Lines of data:
--- start ---

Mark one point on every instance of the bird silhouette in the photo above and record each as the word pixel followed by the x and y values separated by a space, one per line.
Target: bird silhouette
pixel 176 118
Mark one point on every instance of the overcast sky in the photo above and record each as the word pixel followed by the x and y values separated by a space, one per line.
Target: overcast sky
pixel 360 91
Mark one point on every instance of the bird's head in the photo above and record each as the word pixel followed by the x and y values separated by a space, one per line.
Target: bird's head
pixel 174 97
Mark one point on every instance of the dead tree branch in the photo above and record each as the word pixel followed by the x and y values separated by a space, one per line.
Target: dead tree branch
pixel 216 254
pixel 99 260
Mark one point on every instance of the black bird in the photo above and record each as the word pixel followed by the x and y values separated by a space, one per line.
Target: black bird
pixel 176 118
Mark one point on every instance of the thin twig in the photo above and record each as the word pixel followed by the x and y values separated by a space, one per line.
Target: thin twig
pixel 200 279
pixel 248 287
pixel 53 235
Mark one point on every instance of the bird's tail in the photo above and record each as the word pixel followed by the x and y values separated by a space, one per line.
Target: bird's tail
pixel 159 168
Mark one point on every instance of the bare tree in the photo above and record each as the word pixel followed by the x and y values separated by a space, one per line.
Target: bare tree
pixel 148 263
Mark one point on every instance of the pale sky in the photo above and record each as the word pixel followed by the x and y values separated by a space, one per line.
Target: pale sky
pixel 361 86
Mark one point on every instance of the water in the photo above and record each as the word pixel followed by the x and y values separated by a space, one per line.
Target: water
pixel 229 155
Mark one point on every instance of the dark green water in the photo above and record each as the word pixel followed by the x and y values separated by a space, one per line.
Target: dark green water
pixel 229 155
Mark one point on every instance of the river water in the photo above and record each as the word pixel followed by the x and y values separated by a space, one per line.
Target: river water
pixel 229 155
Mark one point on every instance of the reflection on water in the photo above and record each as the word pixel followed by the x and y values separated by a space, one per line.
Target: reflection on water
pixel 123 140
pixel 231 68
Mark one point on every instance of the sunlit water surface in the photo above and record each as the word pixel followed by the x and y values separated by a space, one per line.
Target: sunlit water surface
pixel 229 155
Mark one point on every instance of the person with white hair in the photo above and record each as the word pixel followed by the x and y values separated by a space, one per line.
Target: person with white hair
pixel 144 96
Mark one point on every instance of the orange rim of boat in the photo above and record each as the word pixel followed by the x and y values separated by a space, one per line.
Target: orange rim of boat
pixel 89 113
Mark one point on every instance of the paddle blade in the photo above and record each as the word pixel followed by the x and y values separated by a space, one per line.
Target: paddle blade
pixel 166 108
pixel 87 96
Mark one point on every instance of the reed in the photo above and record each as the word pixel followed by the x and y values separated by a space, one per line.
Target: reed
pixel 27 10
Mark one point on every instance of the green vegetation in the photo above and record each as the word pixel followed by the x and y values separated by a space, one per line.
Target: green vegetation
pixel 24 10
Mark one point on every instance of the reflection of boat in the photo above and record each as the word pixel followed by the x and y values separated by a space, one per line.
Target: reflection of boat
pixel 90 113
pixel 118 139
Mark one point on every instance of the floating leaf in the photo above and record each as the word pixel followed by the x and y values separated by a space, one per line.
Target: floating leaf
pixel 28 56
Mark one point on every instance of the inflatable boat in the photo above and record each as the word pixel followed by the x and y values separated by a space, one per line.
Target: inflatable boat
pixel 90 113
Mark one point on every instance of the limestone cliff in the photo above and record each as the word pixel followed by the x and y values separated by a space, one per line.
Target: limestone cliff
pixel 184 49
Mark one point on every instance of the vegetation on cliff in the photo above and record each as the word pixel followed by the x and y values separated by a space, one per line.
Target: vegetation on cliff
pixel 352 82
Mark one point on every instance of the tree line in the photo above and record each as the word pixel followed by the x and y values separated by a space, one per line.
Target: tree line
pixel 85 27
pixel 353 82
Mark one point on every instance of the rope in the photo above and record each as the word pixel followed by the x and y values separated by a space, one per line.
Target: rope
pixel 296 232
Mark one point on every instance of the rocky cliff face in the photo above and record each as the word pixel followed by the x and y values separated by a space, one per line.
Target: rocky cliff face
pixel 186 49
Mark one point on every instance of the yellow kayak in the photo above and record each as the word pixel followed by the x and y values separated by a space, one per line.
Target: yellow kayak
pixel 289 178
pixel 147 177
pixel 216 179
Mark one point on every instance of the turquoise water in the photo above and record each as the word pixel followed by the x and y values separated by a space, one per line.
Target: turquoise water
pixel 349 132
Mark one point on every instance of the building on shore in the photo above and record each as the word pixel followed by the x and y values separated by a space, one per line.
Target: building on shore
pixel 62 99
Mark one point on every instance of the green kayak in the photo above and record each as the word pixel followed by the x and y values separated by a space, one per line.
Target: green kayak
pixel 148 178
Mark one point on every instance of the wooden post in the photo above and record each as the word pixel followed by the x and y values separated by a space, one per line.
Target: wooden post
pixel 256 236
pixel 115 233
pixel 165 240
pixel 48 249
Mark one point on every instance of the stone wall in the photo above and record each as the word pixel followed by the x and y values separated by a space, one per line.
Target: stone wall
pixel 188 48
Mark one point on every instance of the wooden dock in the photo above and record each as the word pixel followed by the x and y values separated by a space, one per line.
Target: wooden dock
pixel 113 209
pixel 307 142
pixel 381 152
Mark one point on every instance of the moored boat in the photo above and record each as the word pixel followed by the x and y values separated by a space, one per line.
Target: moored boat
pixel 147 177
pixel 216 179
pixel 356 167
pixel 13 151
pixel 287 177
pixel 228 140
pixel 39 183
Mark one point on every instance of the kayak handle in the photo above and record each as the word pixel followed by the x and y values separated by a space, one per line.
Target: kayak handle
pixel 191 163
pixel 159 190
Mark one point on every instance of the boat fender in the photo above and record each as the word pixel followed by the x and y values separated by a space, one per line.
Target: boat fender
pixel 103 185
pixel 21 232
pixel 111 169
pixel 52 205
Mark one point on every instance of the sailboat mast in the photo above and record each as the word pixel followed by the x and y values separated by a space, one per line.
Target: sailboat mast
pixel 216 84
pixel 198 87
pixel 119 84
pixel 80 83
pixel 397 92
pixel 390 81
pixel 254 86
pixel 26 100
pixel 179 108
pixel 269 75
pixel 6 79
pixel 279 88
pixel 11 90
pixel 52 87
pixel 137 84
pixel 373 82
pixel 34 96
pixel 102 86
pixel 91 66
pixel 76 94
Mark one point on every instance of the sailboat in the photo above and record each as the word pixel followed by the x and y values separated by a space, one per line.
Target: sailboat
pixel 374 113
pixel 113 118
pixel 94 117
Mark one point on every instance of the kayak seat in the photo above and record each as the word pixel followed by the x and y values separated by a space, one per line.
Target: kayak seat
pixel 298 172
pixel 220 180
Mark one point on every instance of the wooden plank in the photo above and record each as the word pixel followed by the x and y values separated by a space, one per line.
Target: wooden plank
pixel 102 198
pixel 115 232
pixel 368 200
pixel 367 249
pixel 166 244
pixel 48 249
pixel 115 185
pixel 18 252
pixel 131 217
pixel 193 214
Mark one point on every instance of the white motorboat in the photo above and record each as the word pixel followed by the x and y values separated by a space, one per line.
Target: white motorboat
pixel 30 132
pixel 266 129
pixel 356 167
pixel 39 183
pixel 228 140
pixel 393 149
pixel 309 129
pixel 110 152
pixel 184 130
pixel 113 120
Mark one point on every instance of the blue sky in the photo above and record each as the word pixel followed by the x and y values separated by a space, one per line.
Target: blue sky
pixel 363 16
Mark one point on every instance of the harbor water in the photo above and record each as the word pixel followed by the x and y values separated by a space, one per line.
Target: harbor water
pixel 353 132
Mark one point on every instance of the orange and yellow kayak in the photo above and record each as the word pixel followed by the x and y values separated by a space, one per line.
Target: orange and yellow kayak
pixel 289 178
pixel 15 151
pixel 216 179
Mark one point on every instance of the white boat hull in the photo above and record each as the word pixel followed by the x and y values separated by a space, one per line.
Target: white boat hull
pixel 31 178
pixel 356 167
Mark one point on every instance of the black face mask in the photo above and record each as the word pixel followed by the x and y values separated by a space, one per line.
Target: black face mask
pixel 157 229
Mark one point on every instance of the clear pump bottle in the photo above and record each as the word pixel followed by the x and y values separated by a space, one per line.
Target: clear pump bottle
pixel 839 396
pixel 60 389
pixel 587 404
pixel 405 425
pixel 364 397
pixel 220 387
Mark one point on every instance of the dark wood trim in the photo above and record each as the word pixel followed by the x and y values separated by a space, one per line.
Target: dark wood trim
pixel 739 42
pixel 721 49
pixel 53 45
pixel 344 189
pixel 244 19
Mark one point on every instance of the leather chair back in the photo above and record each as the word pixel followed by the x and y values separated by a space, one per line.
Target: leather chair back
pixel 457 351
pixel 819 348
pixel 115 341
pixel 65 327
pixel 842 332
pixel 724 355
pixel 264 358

--- end ---

### Required work
Rewrite everything from the line containing "Mark one point on every instance of the black bird" down to the line containing "pixel 231 68", substituting "stream water" for each "river water" and changing nothing else.

### Response to this exercise
Mark one point on every instance of the black bird in the photo above and record each as the word pixel followed by the x and y values separated by a space, one per line.
Target: black bird
pixel 176 118
Mark one point on every instance of the thin twig in the photo above and record each as the word pixel followed by the x and y values separated by a space, one per line.
Target: thin twig
pixel 200 279
pixel 248 287
pixel 53 235
Mark one point on every instance of the bird's tail in the photo above and record each as the word pixel followed by the x and y values separated by a space, one per line.
Target: bird's tail
pixel 159 168
Mark one point on every instance of the bare tree in the photo above and record each as the word pixel followed by the x and y values separated by a space, one per line.
Target: bare tree
pixel 148 263
Mark one point on every instance of the pale sky in the photo above and record each as the word pixel followed by the x and y values separated by a space, one per line.
Target: pale sky
pixel 361 86
Mark one point on every instance of the water in the photo above and record each as the word pixel followed by the x and y values separated by a space, one per line.
Target: water
pixel 229 155
Mark one point on every instance of the dark green water in the photo above and record each as the word pixel followed by the x and y values separated by a space, one per line.
Target: dark green water
pixel 229 155
Mark one point on every instance of the stream water in the photo above and record each as the word pixel followed by the x and y values separated by a space, one per line.
Target: stream water
pixel 229 155
Mark one point on every instance of the reflection on water in the photo above and record each as the word pixel followed by the x and y values separated by a space, one per line.
Target: reflection on water
pixel 123 140
pixel 231 68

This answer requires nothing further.